GOAL OF THE EXERCISE: Go through the data below and retype all of it exactly.

Entries taken from a collection:
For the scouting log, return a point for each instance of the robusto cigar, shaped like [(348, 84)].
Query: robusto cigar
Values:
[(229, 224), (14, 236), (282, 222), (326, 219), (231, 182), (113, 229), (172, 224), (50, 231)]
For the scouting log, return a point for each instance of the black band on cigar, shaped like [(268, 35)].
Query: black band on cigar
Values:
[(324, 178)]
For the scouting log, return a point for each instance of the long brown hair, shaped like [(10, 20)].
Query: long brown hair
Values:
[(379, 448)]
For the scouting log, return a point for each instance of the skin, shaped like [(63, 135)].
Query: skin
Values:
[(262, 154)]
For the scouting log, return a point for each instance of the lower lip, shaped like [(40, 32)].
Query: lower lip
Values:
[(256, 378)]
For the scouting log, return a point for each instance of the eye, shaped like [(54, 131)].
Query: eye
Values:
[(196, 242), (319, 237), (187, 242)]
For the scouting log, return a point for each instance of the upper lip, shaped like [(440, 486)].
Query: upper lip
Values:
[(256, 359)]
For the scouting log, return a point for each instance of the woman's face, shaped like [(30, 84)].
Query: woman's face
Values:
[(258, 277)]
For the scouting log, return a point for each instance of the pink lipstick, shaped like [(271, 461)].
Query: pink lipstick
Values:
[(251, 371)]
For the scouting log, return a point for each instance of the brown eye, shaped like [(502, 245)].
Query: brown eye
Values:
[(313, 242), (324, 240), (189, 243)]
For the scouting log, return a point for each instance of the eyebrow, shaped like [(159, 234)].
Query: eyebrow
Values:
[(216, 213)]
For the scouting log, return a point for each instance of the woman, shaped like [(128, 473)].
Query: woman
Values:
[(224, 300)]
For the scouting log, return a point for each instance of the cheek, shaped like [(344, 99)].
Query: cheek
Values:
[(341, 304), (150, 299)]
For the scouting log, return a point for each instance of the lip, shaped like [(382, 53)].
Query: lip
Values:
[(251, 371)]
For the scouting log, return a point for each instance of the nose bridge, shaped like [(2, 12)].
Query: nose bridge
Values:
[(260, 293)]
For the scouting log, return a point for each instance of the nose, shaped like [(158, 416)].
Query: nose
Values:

YOUR SOLUTION:
For the scouting log, return a point for each instance of the robusto cigar, shaped like [(348, 84)].
Query: robusto cigar
Values:
[(229, 224), (14, 236), (282, 222), (326, 219), (231, 182), (113, 229), (172, 224), (50, 231)]
For the scouting log, return a point for each instance of the black band on cigar, shaped like [(268, 35)].
Query: black band on cigar
Values:
[(324, 178)]
For the scouting log, return a point for each instance of the long brown hair, shaped like [(10, 20)].
Query: long brown hair
Values:
[(379, 448)]
For the scouting log, return a point for each instance of the skin, shaped like [(63, 135)].
Query: skin
Values:
[(262, 154)]
For the scouting log, return a point for each instance of the lower lip, shaped like [(40, 32)].
Query: lower lip
Values:
[(256, 378)]
For the scouting log, return a point for each instance of the eye, shaped like [(54, 131)].
Query: eye
Values:
[(196, 242), (319, 237), (187, 242)]
For the scouting log, return a point for each instance of the upper lip, shaped like [(440, 486)].
Query: upper lip
Values:
[(256, 359)]
For the scouting log, return a point for each instance of the woman's face, shaped like [(30, 84)].
Query: woman's face
Values:
[(258, 277)]
For the scouting log, return a point for each instance of the pink lipstick, shaped like [(271, 461)].
Query: pink lipstick
Values:
[(251, 371)]
For the scouting log, return a point for each instance of the brown eye, shaped like [(502, 245)].
Query: brown eye
Values:
[(313, 242), (324, 240), (189, 243)]
For the scouting log, return a point for each instance of the eyebrow, shaped like [(159, 234)].
Query: eyebrow
Values:
[(216, 213)]
For the scouting log, return a point for each instance of the woman, shaped like [(128, 473)].
Query: woman
Values:
[(224, 300)]
For the scouting log, return a point for each instance of the cheek, shaped like [(344, 99)].
Query: cheek
Values:
[(341, 304), (150, 299)]
For the scouting log, return a point for each instance of the lip, shaped like [(382, 53)].
Query: lip
Values:
[(251, 371)]
For the scouting log, return a point for each instance of the nose bridge, shaped like [(2, 12)].
Query: nose bridge
Values:
[(260, 293)]
For the scouting log, return a point for each instance of the nose, shaped like [(158, 416)].
Query: nose
Values:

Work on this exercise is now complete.